This article is written by a student writer from the Her Campus at SJSU chapter.

Children are often asked who they want to be when they grow up. A doctor? An actor? An astronaut? These dreams are influenced by our life experiences and most importantly the people in our lives. The strength and desire to pursue goals derive from the stories of those who paved the way, such as our parents, siblings, or other influential figures. 

As we continue through March, it is essential to highlight the accomplishments women have made to not only inspire today’s youth, but also the generations to come. 

Most recently, Katya Echazarreta became the first Mexican-born woman to go to space. 

Her origin story is similar to many first-generation families, who left their hometowns in search of better opportunities. Echazarreta came to the US at the age of eight, traveling from Guadalajara, Mexico. The trailblazer often credits her mother for her perseverance and goal-orientated characteristics and acknowledges the efforts made to support her and her dreams. It takes a village- especially when the odds are stacked against you.  

When discussing the biggest challenge she faced in an interview with Vogue Mexico, Echazarreta responded by stating “the most difficult thing is something that [I] cannot control”, which was her gender and ethnicity.  

Being a woman in a male-dominated field makes it extremely competitive and can be nerve-wracking working under such pressures. Nearly 60 years ago, Valentina Tereshkova, became the first woman to fly in space. She was selected out of a group of five women and was chosen due to her previous experience as a skydiver and her personal connections to the military. About 40 years ago, 20 years after Tereshkova, Sally Ride became America’s first woman in space. Ride’s selection was sparked by a newly invested effort to include women and people of color in NASA’s space exploration program.

--------

THE TASKS:
**a)** List every woman named in the article.
**b)** Quote the article between "Children are often" and "go to space.", inclusive.
**c)** Answer these questions using the article:
(i) At what age did Echazarreta come to the US?
(ii) Tereshkova was selected out of a group of how many women?
(iii) Which publication interviewed Echazarreta about the biggest challenge she faced?

--------

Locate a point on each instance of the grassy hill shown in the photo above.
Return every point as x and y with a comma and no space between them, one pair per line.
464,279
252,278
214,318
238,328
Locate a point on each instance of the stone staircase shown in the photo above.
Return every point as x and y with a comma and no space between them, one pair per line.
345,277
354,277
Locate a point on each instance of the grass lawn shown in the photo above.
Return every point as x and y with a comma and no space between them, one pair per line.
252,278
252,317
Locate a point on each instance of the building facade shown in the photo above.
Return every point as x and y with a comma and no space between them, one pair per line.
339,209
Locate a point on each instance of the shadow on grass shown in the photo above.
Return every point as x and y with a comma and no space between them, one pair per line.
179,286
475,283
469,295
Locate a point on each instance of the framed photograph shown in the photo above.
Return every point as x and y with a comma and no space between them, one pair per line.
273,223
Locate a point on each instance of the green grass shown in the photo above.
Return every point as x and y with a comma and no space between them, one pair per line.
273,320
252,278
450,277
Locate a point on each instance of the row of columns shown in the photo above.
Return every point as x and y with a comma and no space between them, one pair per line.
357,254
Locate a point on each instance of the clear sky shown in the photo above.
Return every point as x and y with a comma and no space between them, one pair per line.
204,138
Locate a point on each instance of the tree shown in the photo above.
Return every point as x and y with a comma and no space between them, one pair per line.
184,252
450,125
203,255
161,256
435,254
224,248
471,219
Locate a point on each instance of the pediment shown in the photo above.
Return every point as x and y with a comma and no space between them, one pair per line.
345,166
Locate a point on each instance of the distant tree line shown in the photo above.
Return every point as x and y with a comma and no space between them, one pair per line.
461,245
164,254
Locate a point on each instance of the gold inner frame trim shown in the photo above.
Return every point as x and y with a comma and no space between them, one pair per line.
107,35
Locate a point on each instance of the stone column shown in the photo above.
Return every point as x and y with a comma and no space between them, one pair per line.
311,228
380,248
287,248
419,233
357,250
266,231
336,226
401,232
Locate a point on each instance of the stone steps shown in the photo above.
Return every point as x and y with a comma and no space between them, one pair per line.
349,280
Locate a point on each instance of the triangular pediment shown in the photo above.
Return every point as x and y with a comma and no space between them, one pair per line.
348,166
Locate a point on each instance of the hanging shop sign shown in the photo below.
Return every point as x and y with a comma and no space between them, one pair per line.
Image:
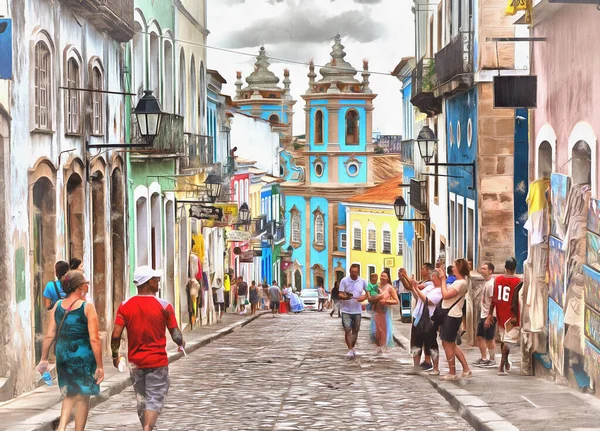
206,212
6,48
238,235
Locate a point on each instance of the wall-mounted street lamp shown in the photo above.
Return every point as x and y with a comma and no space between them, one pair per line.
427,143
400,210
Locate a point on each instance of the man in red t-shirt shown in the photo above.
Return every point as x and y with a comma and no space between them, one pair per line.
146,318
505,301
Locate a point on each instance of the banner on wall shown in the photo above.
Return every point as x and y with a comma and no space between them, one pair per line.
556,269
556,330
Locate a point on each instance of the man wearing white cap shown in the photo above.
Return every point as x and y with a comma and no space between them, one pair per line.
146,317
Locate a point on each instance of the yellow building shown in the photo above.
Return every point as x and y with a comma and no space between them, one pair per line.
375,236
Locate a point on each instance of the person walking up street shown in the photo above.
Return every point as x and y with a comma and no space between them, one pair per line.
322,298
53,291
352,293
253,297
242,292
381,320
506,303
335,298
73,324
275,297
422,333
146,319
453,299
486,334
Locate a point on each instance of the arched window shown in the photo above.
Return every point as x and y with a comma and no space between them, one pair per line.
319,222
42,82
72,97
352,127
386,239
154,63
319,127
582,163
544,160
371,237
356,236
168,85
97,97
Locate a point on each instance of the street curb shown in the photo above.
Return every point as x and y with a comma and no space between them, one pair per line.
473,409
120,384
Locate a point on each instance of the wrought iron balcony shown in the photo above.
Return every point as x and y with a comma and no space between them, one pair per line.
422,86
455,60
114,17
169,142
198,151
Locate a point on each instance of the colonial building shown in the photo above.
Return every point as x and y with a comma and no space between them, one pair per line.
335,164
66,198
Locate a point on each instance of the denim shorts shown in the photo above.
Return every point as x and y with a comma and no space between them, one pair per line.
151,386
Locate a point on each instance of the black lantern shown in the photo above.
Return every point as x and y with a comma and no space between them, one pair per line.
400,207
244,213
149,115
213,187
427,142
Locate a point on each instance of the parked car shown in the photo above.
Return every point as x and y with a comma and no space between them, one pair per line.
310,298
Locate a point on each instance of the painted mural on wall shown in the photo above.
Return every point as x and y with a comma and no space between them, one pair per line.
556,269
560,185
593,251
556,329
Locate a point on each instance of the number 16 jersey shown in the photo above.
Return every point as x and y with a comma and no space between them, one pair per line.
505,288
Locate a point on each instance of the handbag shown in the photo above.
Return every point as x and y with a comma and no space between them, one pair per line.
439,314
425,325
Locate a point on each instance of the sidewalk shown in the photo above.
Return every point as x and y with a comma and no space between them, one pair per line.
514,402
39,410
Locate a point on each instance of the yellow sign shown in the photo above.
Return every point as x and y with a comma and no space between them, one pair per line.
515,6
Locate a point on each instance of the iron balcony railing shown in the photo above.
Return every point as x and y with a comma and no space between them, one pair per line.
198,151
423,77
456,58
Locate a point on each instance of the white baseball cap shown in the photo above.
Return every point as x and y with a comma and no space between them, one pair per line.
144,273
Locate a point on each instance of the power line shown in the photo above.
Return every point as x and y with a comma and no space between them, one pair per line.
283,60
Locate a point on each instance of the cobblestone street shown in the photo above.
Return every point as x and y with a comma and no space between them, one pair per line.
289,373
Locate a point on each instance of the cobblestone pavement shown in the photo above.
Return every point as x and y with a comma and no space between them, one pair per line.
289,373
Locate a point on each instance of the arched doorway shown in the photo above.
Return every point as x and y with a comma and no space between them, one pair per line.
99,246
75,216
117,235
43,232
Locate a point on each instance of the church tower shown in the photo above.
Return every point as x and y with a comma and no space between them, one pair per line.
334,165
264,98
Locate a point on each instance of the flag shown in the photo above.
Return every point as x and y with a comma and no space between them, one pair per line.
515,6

--------

PER-TASK OUTPUTS:
**a)**
Katya Echazarreta
Valentina Tereshkova
Sally Ride

**b)**
Children are often asked who they want to be when they grow up. A doctor? An actor? An astronaut? These dreams are influenced by our life experiences and most importantly the people in our lives. The strength and desire to pursue goals derive from the stories of those who paved the way, such as our parents, siblings, or other influential figures. 

As we continue through March, it is essential to highlight the accomplishments women have made to not only inspire today’s youth, but also the generations to come. 

Most recently, Katya Echazarreta became the first Mexican-born woman to go to space.

**c)**
(i) Eight
(ii) Five
(iii) Vogue Mexico